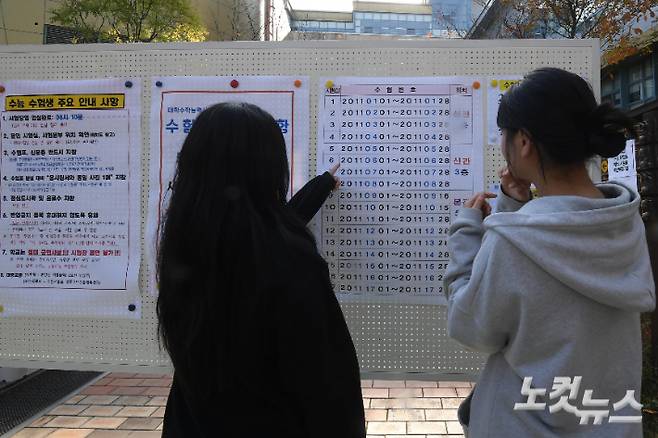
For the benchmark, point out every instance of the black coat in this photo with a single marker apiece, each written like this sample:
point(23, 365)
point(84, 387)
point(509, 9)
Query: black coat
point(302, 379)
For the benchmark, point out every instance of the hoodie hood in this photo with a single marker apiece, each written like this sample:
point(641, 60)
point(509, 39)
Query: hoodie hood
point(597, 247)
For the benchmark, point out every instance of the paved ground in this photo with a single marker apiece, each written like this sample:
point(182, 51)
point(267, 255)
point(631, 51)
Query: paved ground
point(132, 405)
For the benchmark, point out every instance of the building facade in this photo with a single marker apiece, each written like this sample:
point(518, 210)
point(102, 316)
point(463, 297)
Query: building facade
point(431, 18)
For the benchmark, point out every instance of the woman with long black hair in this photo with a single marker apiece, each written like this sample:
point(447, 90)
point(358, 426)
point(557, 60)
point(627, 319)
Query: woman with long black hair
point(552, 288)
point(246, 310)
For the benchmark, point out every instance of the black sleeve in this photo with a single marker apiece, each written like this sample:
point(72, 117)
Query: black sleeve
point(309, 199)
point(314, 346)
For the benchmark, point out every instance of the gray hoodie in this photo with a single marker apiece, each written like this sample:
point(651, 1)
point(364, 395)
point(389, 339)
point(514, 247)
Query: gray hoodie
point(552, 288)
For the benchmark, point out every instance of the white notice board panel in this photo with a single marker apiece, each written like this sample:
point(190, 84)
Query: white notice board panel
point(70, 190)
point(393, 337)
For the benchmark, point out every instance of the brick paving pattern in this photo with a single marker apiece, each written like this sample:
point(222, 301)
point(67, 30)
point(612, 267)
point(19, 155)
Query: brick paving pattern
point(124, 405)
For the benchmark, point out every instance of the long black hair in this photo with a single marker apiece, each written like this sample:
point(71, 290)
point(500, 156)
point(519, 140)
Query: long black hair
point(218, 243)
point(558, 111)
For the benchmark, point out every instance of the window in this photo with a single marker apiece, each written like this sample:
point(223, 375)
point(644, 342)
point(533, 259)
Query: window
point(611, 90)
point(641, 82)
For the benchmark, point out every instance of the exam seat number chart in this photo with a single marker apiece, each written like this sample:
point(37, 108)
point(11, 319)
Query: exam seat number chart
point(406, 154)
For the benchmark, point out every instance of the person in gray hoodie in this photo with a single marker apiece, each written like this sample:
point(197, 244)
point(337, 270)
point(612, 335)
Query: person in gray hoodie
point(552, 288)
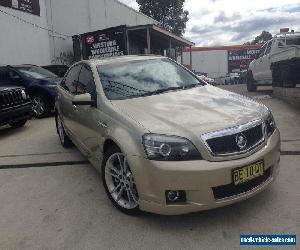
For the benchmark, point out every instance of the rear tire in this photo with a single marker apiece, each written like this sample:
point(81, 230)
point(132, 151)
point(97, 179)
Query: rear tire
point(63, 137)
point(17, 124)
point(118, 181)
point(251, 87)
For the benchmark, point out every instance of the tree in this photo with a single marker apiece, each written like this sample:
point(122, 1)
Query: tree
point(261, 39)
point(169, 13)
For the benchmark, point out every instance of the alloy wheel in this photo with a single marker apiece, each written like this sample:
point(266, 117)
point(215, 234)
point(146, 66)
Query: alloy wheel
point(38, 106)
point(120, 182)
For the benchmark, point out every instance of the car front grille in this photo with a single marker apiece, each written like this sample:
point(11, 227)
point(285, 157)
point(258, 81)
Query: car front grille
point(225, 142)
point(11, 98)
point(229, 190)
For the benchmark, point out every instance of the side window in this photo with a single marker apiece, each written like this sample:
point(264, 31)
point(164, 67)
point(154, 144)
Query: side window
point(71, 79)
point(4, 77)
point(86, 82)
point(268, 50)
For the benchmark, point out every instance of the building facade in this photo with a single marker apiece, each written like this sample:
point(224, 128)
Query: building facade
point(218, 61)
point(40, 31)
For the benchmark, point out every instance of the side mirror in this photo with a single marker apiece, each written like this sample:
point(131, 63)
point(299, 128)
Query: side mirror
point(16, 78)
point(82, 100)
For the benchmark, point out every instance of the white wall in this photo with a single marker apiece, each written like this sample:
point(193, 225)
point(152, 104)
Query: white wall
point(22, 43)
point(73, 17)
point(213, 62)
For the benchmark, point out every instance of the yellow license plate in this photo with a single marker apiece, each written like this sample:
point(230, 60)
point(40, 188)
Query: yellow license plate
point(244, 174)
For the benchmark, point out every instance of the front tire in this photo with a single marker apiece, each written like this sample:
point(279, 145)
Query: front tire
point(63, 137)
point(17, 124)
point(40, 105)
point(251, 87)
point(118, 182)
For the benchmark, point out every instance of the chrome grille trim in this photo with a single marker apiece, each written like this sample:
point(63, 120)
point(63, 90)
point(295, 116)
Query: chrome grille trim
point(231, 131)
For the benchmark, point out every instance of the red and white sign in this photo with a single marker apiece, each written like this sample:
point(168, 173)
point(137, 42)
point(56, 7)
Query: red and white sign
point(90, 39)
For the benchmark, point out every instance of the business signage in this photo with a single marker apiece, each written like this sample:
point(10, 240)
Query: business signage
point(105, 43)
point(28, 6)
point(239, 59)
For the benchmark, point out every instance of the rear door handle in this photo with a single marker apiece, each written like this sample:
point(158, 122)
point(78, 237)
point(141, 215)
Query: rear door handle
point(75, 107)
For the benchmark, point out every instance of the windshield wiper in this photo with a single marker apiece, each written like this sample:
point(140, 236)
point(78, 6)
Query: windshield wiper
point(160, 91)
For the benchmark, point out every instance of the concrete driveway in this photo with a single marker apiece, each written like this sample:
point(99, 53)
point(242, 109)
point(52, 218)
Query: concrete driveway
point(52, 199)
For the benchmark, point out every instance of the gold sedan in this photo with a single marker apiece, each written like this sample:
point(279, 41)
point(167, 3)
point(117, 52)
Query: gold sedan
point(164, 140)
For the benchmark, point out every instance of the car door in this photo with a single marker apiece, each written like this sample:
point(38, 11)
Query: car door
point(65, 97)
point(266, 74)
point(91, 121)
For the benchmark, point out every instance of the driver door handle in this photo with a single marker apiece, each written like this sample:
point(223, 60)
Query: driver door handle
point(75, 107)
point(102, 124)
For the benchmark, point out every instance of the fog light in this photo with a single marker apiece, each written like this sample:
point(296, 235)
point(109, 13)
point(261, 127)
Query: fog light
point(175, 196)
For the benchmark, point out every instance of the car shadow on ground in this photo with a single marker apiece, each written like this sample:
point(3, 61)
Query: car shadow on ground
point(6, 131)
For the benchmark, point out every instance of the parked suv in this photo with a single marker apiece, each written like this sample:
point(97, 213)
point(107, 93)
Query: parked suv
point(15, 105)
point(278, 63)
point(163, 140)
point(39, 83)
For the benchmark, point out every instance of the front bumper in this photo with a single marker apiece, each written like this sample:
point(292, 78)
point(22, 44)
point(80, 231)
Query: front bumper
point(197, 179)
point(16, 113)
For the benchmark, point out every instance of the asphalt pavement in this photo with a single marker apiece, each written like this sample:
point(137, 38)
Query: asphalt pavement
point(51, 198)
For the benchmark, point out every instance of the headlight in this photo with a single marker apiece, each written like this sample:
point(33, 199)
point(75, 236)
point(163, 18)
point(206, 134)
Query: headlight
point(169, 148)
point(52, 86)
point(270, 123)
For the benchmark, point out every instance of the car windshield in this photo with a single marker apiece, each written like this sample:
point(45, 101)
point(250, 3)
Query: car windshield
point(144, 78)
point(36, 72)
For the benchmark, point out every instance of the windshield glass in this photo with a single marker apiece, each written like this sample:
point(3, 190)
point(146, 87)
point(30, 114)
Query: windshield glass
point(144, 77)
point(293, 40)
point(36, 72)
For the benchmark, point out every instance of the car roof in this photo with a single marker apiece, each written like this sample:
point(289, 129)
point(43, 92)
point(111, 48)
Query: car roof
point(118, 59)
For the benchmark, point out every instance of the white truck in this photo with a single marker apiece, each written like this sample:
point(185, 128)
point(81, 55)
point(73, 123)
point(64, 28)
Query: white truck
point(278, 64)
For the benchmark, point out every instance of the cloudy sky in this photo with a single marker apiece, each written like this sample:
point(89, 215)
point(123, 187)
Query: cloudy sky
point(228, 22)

=-=-=

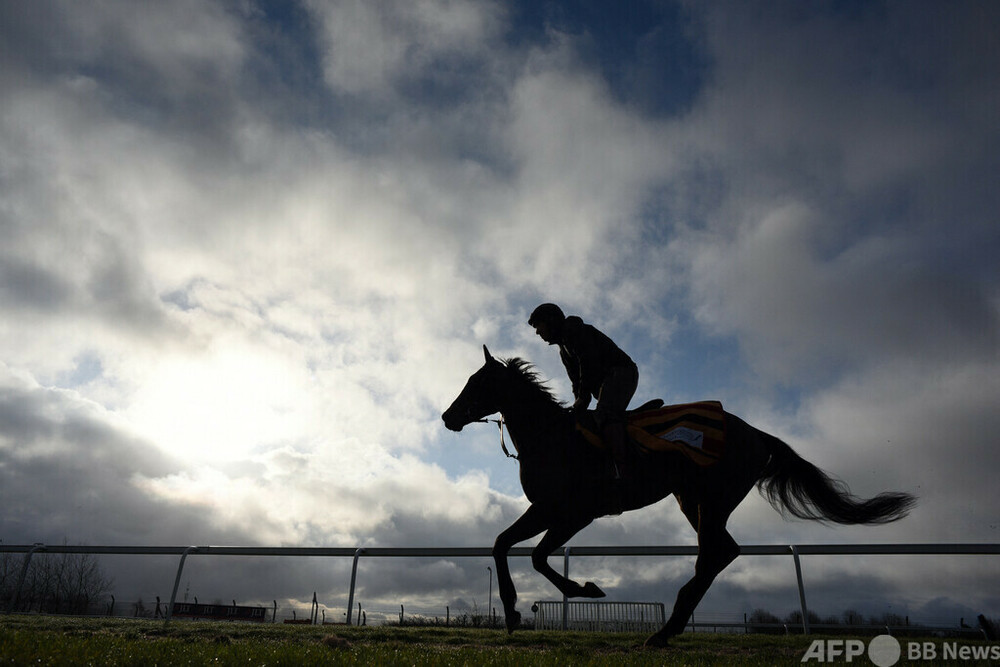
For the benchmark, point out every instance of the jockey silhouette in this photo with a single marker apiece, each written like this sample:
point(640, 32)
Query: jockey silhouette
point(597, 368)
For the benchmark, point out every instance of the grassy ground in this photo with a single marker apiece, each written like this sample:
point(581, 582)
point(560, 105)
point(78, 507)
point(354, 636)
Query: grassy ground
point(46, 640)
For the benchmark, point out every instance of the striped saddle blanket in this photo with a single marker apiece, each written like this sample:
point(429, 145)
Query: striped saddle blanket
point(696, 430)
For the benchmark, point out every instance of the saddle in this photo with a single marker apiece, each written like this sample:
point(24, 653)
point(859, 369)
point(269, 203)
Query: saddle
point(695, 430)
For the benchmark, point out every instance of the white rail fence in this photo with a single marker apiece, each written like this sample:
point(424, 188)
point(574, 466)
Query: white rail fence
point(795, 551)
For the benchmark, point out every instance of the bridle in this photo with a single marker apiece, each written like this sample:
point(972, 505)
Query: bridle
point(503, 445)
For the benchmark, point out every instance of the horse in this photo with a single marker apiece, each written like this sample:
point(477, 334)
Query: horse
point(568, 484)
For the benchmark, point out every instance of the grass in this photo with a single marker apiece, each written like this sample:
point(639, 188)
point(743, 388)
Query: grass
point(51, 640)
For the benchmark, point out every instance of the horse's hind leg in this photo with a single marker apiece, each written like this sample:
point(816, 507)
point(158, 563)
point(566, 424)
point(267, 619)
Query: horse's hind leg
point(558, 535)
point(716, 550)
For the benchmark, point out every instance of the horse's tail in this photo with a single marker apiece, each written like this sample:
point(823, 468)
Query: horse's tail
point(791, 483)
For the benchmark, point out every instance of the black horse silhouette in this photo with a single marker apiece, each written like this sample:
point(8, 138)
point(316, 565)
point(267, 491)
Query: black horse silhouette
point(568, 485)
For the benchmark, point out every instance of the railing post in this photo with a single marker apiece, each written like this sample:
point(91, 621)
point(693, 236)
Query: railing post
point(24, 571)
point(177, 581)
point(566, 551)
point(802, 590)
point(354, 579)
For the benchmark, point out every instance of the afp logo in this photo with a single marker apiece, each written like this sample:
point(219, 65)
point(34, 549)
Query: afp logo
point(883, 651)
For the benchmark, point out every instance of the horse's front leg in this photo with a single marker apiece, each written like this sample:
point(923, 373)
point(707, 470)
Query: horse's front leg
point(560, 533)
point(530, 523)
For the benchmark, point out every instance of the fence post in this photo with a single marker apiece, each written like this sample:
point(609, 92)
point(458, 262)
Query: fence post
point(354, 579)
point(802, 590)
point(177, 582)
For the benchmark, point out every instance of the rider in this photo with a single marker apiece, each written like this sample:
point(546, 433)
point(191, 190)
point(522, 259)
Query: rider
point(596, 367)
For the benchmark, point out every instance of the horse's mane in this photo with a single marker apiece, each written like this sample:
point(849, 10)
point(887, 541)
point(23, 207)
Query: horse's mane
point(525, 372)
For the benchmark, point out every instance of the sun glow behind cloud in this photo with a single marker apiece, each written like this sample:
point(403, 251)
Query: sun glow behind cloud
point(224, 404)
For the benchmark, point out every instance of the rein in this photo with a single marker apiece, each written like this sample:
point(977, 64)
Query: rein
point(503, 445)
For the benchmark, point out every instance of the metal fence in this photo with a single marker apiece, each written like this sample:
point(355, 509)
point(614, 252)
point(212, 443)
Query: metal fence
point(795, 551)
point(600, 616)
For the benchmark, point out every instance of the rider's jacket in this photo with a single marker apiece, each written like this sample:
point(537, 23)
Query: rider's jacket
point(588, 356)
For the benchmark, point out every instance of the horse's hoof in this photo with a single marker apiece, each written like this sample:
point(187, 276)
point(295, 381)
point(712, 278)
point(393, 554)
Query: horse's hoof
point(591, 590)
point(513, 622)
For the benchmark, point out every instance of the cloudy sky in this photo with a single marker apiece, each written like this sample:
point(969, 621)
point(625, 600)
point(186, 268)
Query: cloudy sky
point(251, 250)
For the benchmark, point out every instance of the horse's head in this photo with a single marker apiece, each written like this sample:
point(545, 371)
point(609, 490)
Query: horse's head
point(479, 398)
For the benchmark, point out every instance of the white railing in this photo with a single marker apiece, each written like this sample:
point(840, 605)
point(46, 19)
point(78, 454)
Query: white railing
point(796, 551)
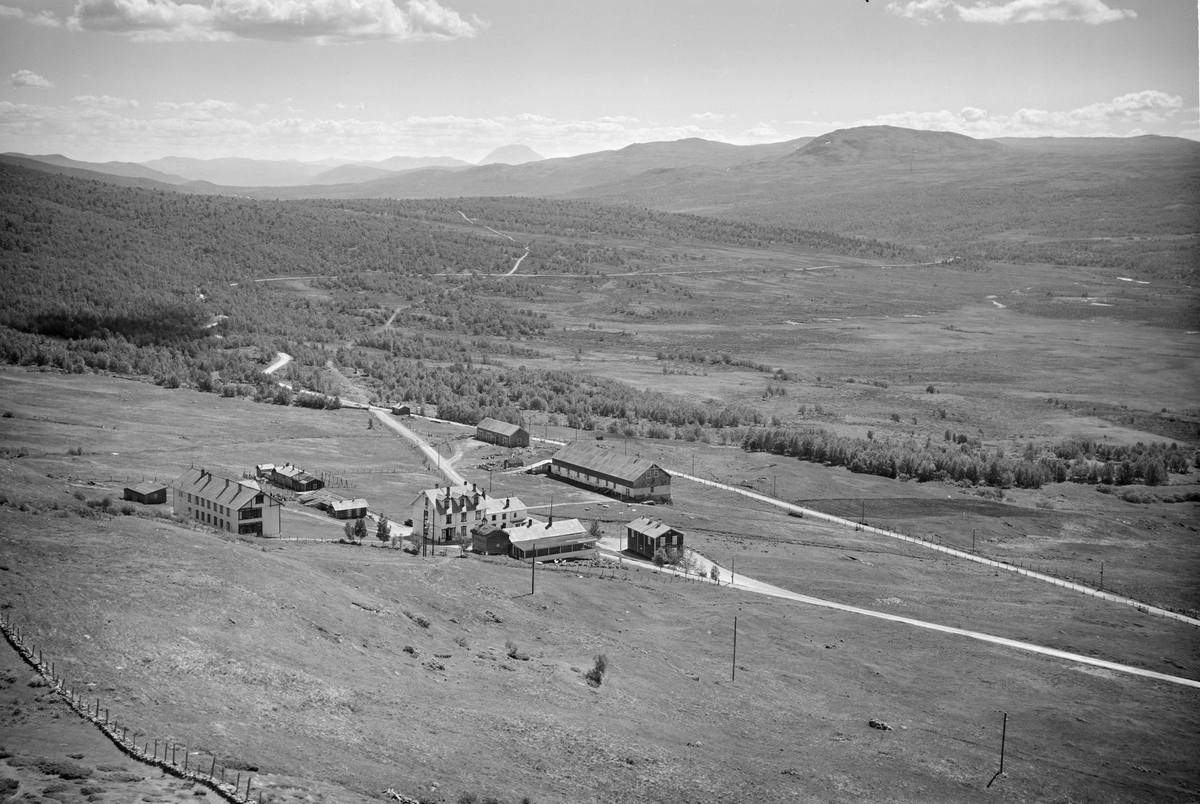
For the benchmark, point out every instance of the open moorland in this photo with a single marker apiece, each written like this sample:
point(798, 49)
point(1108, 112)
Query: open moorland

=-=-=

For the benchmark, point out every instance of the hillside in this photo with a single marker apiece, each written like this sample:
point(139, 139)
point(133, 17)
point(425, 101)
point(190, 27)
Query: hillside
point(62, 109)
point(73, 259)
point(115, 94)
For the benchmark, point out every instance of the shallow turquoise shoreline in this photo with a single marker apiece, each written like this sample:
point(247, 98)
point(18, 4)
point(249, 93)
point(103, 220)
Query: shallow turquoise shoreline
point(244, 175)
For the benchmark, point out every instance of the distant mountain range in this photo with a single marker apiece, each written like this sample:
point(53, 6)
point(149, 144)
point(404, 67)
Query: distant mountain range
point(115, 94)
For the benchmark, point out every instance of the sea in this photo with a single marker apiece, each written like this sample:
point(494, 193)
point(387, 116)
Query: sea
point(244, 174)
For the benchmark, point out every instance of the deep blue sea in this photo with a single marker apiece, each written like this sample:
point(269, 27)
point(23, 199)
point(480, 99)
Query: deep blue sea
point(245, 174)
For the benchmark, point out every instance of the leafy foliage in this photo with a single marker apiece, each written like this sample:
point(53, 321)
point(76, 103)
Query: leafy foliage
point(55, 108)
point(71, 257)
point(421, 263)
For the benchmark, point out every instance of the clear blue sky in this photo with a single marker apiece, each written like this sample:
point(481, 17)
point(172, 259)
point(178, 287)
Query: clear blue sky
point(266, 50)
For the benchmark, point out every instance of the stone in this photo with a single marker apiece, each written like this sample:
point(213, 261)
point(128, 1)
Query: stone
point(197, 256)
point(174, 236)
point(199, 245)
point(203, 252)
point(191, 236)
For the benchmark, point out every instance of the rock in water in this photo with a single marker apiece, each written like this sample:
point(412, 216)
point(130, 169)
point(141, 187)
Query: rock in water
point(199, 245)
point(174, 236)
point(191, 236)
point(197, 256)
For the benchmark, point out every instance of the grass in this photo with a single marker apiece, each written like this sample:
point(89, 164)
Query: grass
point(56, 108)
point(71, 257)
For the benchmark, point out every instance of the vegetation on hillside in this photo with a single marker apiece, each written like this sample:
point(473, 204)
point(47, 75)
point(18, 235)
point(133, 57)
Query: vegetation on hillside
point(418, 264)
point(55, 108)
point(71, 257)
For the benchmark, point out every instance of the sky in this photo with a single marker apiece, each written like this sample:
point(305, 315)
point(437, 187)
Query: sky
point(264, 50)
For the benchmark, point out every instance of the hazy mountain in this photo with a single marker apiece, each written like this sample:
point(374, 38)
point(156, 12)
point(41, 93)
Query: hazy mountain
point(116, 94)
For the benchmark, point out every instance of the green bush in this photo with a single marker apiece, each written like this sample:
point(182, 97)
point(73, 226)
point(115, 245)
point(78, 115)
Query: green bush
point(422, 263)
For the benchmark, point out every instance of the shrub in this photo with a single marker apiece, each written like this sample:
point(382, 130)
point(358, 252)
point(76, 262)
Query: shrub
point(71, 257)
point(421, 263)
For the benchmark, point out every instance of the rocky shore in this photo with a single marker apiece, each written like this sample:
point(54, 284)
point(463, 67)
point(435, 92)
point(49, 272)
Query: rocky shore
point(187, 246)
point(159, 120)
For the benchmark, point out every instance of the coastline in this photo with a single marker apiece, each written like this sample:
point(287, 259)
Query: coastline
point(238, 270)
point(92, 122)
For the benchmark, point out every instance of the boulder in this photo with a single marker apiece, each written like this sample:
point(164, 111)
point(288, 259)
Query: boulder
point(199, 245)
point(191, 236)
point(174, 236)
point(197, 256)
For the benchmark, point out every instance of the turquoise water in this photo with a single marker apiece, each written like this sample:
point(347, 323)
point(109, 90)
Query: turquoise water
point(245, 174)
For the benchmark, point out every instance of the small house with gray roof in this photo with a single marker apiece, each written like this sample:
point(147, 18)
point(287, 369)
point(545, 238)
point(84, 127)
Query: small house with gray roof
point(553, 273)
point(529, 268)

=-=-=

**Exercise task**
Return every line of the listing above that contains the string "green". Matching is case-sensitive.

**Result**
For the benchmark, point out every instance of the green bush in this photo with a single marker apiece, each written like this sample:
Query: green bush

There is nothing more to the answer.